EXERCISE OBJECTIVE >>
Transcribe the part of the forum thread that opens with the words containing "I am so sorry" and closes with "DH sounds great.".

STUDY TEXT >>
....................

I am so sorry you are going through this right now. I too have so many friends/relatives pregnant in the last few years and every time it is hard. I've had all those feelings of anger, frustration, guilt, & why me? You are right - it is so unfair. I don't know why any of us have to endure this.

My DH has withheld some pregnancy news from me too in the past until the last possible second in hopes we'd get a BFP before he had to tell me. Although I've told him he doesn't have to do that, I think it's very sweet they try to protect us. Your DH sounds great.

I hope you have a nice peaceful baby dreaming sleep tonight and wake up feeling a bit better. Know that everyone on this board understands what you are going through.

Lori

carisa
01-04-2007, 11:09 PM
Hi Kathy,


:eek: I'm sorry about how you've been feeling. I totally understand what you are going through. My SIL has five kids now and she gets pregnant so easily. It makes me sick to think about. My sister just had her first and it took me about a year to get over the fact that she was pregnant, now I can actually say that I am truly happy for her. I was truly broken up inside about it too. I cried for months, it was pretty awful. Oh, and a good friend of mine just found out she is pregnant with her second. It feels like people around me are constantly getting pregnant. I have had a change of attitude lately and now I feel like my turn has to be coming! I sure hope so, and I hope your turn is coming too shortly. I know how painful it is. Nobody really can understand unless they are going through it themselves. It is one of the hardest things I have had to deal with in life. I hope things get better. Keep us posted!!:angel:

Carisa

tini
01-05-2007, 02:19 AM
Hi Kathy,
It's 2am here in Pittsburgh and I still can't sleep and here I am reading your thread and feeling so bad not just for you but for all of us who's experiencing the same situation. I wish sometimes our friends or family whose pregnant could just zip their lips about their news especially if they know about our dilemmas. I'm just curious but do you and DH ever thought about adopting just in case if IVF doesn't work again?(praying that it will of course!)

....................

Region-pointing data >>
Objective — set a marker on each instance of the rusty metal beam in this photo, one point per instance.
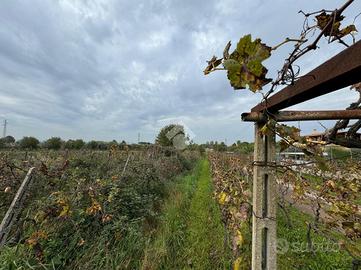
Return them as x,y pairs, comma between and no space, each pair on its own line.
341,71
284,116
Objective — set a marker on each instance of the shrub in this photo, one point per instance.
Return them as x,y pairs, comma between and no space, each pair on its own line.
29,143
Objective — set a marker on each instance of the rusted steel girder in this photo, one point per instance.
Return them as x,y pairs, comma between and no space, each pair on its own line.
284,116
340,71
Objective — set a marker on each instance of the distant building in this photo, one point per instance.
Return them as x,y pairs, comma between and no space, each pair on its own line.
320,137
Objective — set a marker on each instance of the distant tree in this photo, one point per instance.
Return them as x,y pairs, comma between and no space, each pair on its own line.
93,145
171,135
8,139
54,143
74,144
29,143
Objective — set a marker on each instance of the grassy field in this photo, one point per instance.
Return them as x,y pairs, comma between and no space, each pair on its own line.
192,235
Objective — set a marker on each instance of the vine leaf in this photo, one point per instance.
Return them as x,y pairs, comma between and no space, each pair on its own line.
244,65
333,29
212,64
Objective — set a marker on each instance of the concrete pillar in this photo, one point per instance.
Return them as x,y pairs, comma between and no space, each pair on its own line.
264,234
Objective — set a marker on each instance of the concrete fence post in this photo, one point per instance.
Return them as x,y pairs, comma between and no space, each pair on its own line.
264,234
15,208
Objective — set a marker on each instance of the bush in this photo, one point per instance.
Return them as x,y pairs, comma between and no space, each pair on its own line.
74,144
53,143
29,143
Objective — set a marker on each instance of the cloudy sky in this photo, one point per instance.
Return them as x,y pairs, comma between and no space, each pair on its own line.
110,69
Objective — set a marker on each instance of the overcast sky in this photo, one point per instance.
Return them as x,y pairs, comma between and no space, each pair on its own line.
110,69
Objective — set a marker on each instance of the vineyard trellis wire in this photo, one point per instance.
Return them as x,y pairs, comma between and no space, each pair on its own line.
340,71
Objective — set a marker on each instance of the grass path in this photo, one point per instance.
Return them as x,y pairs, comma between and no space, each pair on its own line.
192,234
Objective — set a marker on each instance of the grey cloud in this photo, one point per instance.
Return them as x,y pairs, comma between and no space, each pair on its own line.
110,69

....................

ANSWER TO THIS TASK >>
I am so sorry you are going through this right now. I too have so many friends/relatives pregnant in the last few years and every time it is hard. I've had all those feelings of anger, frustration, guilt, & why me? You are right - it is so unfair. I don't know why any of us have to endure this.

My DH has withheld some pregnancy news from me too in the past until the last possible second in hopes we'd get a BFP before he had to tell me. Although I've told him he doesn't have to do that, I think it's very sweet they try to protect us. Your DH sounds great.